The chattath-sacrifice protocol (Lev 4):

  • The offerer lays his hand on the head of the offering, identifying with it.
  • The animal is slaughtered; its blood is applied to the altar.
  • The blood makes atonement (kipper, see H3722 - kaphar).
  • The offerer is forgiven.

The pattern grounds the NT's atonement-theology: Christ's death is the once-for-all chattath-offering (Heb 9-10; cf. Rom 8:3, "God... sending His own Son in the likeness of sinful flesh and as an offering for sin (peri hamartias) condemned sin in the flesh"; Greek peri hamartias in LXX is the technical sin-offering term).

Notable verses

The verbal root and missing-the-mark

  • Genesis 4:7, "if you do well, will not your countenance be lifted up? But if you do not do well, chattath crouches at the door"
  • Judges 20:16, slingers "would not miss (yachatiʾ)"
  • Proverbs 19:2, "he who hurries his steps errs / misses (choteʾ)"

The Levitical sin-offering

The mercy-formula and triad

Sin's destructive power (esp. Cain narrative)

  • Genesis 4:7, "chattath crouches at the door; its desire is for you, but you must rule over it"

Prophetic use

  • Isaiah 53:10, "His soul makes a guilt-offering (asham)... He will see His seed... bear their avonot" (the Servant's substitutionary work; chattath-system context)
  • Isaiah 53:12, "He poured out Himself to death... bore the sin (chetʾ) of many"
  • Jeremiah 31:34, "I will forgive their avon, and their chattath I will remember no more", New Covenant promise
  • Ezekiel 18, distributed responsibility for chattath

Psalms, confession

  • Psalms 32.5, "I acknowledged my chattaʾah to You, and my avon I did not hide"
  • Psalms 51:2-5, "wash me thoroughly from my avon, and cleanse me from my chattath"

NT activation via hamartia

  • Romans 8:3, "God... sending His own Son... and peri hamartias (as an offering for sin) condemned sin in the flesh", the LXX chattath-offering language applied to Christ
  • 2 Corinthians 5.21, "He made Him who knew no sin (hamartia) to be sin (hamartia) on our behalf", the dual-meaning of chattath (sin / sin-offering) carried into Greek
  • Hebrews 9:28; Hebrews 10:12, Christ's once-for-all sin-offering
  • Hebrews 13:11, "the bodies of those animals whose blood is brought into the holy place... are burned outside the camp", direct chattath-protocol reference (Lev 16:27)

Patristic / scholarly note

The Levitical chattath-system has been the central interpretive frame for understanding NT atonement-theology in patristic and Reformation traditions. Augustine (Contra Faustum 22.17, "the death of Christ is the chattath of sinners"), develops the Pauline peri hamartias into a full theology of substitutionary sin-offering. Anselm (Cur Deus Homo), the satisfaction-theology builds on the chattath-system as the framework against which Christ's death is the consummating reality.

INFORMATION SUPPLIED –

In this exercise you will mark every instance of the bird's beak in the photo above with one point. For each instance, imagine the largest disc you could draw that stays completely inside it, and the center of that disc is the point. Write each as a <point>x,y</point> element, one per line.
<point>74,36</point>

TASK BRIEF –
Rewrite the chattath text from "Psalms, confession" up to and including "reference (Lev 16:27)", putting "encampment" in place of "camp". The data has nothing to do with this exercise.

EXERCISE ANSWER –
Psalms, confession

  • Psalms 32.5, "I acknowledged my chattaʾah to You, and my avon I did not hide"
  • Psalms 51:2-5, "wash me thoroughly from my avon, and cleanse me from my chattath"

NT activation via hamartia

  • Romans 8:3, "God... sending His own Son... and peri hamartias (as an offering for sin) condemned sin in the flesh", the LXX chattath-offering language applied to Christ
  • 2 Corinthians 5.21, "He made Him who knew no sin (hamartia) to be sin (hamartia) on our behalf", the dual-meaning of chattath (sin / sin-offering) carried into Greek
  • Hebrews 9:28; Hebrews 10:12, Christ's once-for-all sin-offering
  • Hebrews 13:11, "the bodies of those animals whose blood is brought into the holy place... are burned outside the encampment", direct chattath-protocol reference (Lev 16:27)